Work to be completed: Render the listing below as a numbered list, leaving out any blank lines.

Dataset records:
:::::
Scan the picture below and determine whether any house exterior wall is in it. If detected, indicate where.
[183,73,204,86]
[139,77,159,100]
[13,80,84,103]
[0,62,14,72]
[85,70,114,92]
:::::
Full solution:
1. Scan the picture below and determine whether any house exterior wall is in it. If detected, indicate where.
2. [183,73,204,86]
3. [139,77,159,100]
4. [13,80,84,103]
5. [0,62,14,72]
6. [85,70,114,92]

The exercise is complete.